**MATERIAL SUPPLIED:**
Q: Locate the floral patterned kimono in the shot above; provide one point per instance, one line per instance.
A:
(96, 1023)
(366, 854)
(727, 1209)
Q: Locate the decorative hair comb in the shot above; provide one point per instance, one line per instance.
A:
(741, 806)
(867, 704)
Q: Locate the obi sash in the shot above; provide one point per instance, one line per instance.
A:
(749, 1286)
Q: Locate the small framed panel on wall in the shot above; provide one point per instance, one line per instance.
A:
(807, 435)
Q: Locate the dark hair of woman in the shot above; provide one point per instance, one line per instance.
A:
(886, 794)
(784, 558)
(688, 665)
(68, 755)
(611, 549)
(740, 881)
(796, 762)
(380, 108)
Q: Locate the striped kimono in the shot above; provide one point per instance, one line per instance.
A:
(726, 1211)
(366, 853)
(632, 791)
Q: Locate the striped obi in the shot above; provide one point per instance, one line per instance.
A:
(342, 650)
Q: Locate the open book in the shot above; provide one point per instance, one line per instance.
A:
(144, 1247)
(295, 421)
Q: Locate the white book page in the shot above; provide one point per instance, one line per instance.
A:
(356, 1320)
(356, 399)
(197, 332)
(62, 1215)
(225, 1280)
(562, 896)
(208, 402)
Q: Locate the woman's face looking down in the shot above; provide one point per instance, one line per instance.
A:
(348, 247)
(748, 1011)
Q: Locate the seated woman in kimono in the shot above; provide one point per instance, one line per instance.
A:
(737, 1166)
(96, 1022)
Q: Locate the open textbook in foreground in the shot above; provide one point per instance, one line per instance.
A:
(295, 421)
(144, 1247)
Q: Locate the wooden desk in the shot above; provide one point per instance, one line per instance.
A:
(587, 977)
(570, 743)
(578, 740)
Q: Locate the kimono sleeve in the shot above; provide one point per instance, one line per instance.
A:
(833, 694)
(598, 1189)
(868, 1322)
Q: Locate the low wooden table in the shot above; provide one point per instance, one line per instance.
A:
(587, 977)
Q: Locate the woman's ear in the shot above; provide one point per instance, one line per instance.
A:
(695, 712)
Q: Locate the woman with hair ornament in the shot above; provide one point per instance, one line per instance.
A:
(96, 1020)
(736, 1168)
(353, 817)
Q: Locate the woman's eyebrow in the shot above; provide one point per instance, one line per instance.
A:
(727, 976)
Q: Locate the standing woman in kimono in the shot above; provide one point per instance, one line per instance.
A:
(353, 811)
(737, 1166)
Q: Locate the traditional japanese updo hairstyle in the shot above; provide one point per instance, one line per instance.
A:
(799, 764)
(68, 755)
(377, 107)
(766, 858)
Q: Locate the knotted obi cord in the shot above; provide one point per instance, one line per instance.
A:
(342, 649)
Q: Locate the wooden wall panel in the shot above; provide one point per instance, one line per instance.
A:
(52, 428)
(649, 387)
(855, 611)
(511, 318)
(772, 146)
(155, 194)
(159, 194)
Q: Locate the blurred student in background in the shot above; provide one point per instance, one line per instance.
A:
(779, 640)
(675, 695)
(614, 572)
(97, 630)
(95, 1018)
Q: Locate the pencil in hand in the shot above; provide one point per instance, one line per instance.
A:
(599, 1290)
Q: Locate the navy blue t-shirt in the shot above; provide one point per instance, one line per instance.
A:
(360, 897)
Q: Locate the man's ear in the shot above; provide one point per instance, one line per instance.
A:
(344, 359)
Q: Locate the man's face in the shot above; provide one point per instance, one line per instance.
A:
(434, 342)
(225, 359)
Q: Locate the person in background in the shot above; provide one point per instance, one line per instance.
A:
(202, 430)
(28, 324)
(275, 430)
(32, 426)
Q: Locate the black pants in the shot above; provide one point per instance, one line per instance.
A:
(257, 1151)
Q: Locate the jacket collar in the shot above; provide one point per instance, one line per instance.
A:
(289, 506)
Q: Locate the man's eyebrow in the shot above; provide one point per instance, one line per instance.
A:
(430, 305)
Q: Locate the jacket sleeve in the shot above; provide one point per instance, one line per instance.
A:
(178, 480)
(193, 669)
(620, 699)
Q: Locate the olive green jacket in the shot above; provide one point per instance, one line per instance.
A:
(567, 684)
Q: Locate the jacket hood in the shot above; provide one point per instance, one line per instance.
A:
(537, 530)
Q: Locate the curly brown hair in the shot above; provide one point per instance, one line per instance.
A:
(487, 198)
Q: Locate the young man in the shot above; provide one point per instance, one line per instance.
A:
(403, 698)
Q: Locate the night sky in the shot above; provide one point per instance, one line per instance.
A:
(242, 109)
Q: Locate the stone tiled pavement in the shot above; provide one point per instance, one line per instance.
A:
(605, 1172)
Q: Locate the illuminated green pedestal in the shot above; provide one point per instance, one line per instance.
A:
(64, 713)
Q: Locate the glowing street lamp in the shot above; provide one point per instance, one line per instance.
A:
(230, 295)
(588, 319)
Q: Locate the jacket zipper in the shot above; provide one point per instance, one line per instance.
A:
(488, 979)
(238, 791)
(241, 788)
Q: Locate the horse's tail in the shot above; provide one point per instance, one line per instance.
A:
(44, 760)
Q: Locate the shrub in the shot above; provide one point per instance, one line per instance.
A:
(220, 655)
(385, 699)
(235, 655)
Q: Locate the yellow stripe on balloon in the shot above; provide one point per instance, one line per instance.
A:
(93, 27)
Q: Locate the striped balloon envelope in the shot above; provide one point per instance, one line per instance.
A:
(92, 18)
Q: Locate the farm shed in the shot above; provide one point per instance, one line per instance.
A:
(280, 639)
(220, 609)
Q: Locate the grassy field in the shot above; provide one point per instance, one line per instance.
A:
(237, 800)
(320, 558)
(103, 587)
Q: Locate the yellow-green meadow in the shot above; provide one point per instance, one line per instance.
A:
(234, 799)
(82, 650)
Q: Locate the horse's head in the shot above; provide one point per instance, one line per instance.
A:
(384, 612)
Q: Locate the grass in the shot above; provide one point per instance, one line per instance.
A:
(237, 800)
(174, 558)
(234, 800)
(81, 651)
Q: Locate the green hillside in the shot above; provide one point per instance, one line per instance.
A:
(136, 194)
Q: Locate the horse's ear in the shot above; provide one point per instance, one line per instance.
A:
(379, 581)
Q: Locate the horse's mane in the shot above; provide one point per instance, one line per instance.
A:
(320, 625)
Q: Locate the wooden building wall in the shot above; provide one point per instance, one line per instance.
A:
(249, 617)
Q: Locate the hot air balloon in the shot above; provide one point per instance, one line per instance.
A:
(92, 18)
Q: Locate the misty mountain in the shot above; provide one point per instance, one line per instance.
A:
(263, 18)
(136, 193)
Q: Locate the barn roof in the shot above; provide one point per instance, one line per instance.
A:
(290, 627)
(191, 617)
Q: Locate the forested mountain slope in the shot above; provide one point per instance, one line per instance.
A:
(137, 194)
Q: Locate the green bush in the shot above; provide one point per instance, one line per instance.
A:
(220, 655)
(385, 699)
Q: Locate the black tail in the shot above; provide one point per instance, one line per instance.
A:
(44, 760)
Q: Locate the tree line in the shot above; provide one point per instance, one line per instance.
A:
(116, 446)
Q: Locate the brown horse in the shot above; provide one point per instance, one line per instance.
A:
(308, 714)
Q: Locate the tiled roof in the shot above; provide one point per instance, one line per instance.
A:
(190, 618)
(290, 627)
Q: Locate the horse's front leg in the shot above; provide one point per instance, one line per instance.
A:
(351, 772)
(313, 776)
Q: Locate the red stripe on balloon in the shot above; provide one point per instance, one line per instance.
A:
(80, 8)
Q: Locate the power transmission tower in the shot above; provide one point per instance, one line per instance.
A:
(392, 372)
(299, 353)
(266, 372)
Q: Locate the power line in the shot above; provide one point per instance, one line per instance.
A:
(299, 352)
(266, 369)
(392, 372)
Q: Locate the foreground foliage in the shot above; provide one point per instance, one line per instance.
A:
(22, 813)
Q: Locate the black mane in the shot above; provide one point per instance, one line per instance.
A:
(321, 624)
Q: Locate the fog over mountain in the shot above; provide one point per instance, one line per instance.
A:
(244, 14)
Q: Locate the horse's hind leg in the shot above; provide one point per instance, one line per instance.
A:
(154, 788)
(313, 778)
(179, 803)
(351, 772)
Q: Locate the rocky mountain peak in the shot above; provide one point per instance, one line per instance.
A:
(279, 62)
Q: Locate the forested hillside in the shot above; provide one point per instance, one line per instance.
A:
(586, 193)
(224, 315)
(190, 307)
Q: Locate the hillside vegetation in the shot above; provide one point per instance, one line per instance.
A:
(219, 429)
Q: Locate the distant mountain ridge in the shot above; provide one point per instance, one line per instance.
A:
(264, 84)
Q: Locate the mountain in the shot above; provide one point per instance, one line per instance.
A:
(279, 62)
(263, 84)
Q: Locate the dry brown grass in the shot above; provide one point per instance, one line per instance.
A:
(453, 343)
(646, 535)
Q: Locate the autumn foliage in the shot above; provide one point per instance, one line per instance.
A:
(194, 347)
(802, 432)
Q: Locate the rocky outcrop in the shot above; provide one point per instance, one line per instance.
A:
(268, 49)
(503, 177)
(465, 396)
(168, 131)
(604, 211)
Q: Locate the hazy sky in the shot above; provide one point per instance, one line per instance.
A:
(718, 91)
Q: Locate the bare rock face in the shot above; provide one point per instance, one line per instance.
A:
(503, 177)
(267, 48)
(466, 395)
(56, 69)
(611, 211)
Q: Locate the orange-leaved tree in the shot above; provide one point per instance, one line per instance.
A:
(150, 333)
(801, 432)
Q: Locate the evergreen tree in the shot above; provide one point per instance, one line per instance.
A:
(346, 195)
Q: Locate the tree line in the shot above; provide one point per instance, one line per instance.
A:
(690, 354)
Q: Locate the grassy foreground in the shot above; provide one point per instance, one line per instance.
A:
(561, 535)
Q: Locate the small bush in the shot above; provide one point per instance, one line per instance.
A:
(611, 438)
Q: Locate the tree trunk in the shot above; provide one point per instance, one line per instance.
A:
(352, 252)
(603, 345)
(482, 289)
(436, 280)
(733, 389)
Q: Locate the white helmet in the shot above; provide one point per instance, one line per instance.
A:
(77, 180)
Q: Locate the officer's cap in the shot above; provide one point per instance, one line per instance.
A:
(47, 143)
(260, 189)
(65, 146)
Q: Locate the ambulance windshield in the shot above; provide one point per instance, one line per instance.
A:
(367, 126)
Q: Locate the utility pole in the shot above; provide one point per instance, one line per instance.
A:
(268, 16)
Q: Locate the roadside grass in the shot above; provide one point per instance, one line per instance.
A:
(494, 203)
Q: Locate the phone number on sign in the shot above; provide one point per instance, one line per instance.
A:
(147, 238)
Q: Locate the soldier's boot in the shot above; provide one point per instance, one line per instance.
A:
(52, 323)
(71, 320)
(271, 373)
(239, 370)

**TASK TO COMPLETE:**
Quote the listing above word for word, from its first line down to and including the line with "(748, 1011)".

**EXPECTED ANSWER:**
Q: Locate the floral patterned kimono in the shot above; provide one point per instance, one line per instance.
A:
(96, 1023)
(366, 854)
(727, 1209)
Q: Locate the decorative hair comb in the shot above; provide one point per instance, one line per instance.
A:
(741, 806)
(867, 704)
Q: Locate the obi sash in the shot above; provide one point per instance, one line per instance.
A:
(749, 1286)
Q: Locate the small framed panel on wall in the shot above; provide one point per instance, one line per instance.
A:
(807, 435)
Q: Locate the dark hair of woman in the shot above; provide one point per instance, one line per instance.
A:
(886, 794)
(784, 558)
(688, 665)
(68, 755)
(611, 549)
(740, 881)
(796, 762)
(380, 108)
Q: Locate the striped kimono in the shot above; provide one point per instance, one line per instance.
A:
(726, 1211)
(366, 853)
(632, 791)
Q: Locate the striped obi in the shot above; provide one point per instance, one line per instance.
A:
(342, 650)
Q: Locate the open book in the shot above; provide one point per instance, one line per instance.
A:
(144, 1247)
(295, 421)
Q: Locate the white book page in the shot above; provide one point per instance, one line per instance.
A:
(356, 1320)
(356, 399)
(197, 332)
(62, 1215)
(225, 1280)
(562, 896)
(208, 402)
Q: Locate the woman's face looking down in the shot above; provide one point per instance, one line per instance.
A:
(348, 247)
(748, 1011)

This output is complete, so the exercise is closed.